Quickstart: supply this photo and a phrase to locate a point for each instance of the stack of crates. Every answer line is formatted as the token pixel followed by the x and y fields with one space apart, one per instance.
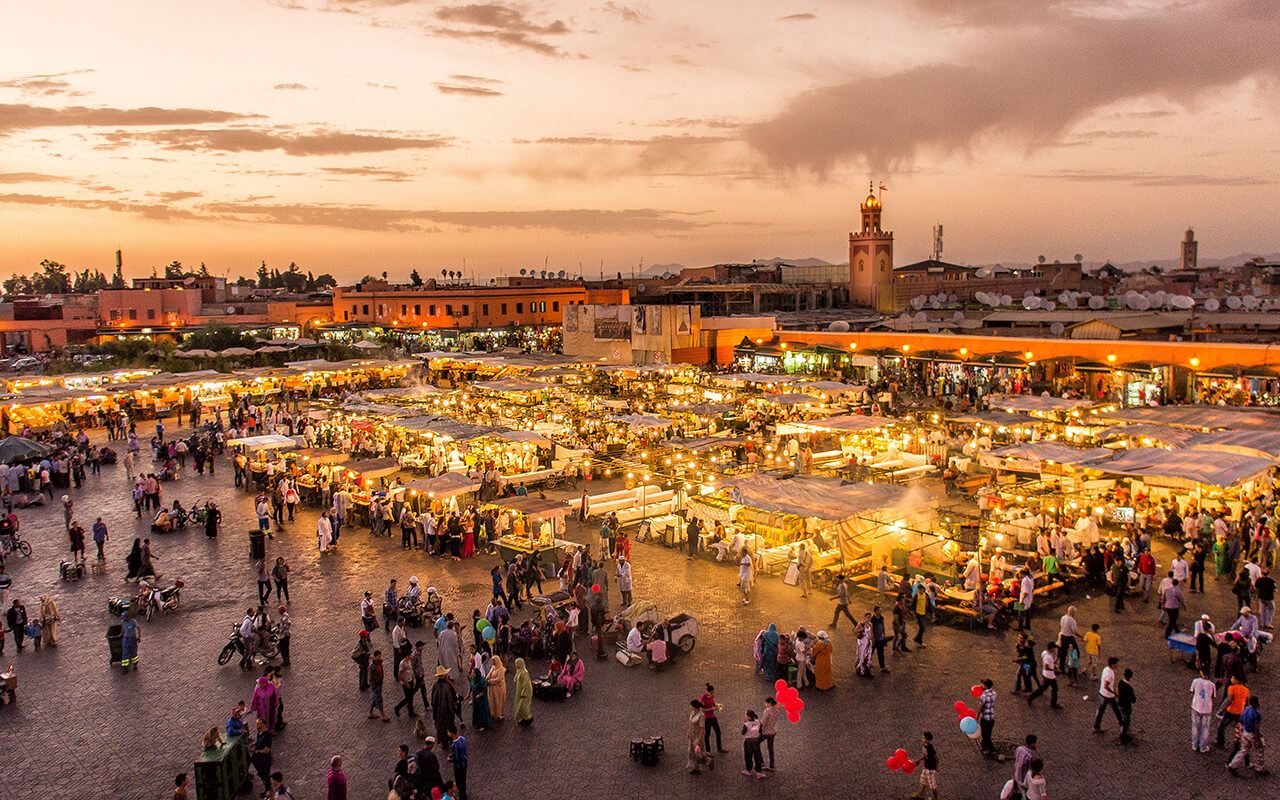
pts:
---
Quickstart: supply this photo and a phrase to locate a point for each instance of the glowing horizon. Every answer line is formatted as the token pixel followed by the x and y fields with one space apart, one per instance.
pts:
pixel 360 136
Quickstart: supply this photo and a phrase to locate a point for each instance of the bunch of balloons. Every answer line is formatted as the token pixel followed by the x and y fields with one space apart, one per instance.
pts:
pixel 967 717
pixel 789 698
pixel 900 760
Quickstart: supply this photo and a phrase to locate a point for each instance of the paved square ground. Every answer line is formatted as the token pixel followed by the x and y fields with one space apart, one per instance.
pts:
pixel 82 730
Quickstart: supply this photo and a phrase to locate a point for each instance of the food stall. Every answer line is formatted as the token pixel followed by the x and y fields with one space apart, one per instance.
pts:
* * *
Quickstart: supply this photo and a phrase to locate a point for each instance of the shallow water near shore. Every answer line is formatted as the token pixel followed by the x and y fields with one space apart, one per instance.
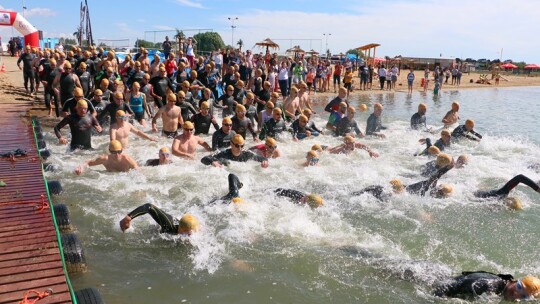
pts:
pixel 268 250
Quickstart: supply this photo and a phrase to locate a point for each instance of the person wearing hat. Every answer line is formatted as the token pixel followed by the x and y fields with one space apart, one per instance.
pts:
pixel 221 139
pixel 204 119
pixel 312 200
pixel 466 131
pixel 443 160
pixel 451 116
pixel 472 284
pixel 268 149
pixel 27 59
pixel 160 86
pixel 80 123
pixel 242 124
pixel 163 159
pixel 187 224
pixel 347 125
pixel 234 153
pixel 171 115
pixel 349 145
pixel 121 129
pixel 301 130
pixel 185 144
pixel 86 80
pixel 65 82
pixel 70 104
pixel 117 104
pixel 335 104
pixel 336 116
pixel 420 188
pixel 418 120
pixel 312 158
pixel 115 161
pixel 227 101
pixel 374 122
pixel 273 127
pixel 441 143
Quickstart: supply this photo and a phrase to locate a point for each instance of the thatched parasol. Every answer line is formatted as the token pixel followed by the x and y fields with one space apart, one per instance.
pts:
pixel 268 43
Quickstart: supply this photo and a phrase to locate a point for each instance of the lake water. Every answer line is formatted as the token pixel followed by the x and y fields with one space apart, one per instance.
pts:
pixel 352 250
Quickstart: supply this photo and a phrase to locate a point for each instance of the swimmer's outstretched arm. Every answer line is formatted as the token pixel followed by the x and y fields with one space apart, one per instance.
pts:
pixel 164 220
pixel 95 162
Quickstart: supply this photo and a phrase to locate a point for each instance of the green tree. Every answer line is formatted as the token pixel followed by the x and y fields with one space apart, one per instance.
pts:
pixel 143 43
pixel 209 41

> What the exercise asks
Work out how many lines in the data contain "water" and state that number with nothing added.

> Response to the exercise
2